▶ _Problem_: Change "the pointer" to "the annotator" in every line of the data below and reproduce those lines with nothing else altered. Leave the pictures out of your output.

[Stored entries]
****************

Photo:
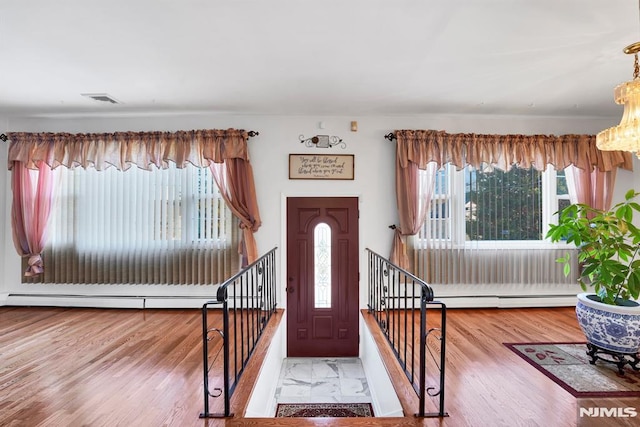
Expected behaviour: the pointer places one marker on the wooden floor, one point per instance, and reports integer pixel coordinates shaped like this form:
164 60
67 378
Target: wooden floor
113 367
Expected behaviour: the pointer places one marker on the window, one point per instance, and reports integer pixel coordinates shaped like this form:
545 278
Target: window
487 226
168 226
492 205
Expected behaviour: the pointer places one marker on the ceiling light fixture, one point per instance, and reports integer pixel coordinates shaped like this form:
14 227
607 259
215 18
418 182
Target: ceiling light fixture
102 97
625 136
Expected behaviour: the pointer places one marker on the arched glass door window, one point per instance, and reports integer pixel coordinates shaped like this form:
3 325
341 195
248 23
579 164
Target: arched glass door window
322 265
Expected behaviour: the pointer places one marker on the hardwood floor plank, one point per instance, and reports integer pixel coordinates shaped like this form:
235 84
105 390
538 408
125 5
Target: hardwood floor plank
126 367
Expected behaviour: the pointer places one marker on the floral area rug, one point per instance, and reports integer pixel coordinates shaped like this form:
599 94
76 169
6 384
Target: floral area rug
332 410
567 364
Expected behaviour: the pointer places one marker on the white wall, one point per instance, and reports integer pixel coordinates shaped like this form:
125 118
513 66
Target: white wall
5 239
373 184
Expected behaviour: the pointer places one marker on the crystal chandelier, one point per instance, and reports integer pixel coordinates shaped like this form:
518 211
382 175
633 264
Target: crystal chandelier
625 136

****************

▶ _Written answer_:
Photo:
Expected behaviour: the annotator places one marker on the wooden floor, one point per instance, and reports integer pixel coordinates shaped like this form:
164 60
67 378
Target: wooden floor
113 367
Expected behaviour: the annotator places one marker on the window, one point per instance, and reports integer pixel coordinates shaped like this form:
545 278
Target: window
487 226
168 226
492 205
Expected behaviour: the annotator places one marker on the ceiling light fixture, one point per instance, and reports integer pixel coordinates shaped like this form:
14 227
607 259
215 18
418 182
Target: ceiling light fixture
102 97
625 136
Expected behaviour: the annotator places one marker on the arched glass door window, one point per instance, and reports integer pixel coordinates shaped like this form:
3 325
341 195
248 23
579 164
Target: arched glass door window
322 265
Expected behaviour: the annotator places one marker on the hardwood floor plank, one point per instance, and reports integer pixel coordinates shaped like this form:
235 84
105 390
538 408
125 5
Target: hardwood floor plank
126 367
Expected behaviour: the annotator places one marker on the floral area rug, one point per instance, and reports integer pixel coordinates shaped like this form:
599 94
76 169
6 384
Target: floral area rug
332 410
567 364
Expected behaviour: the annotator places one marker on the white wall, one point per instance, and reports integer pixel coordinates shaped like this form:
125 118
513 66
Target: white wall
5 239
373 184
Expected behaviour: the annotator places one marker on the crystal chandelier, one point per instance, and reports integer pixel coordinates shaped like this form:
518 211
382 175
633 264
Target: crystal chandelier
625 136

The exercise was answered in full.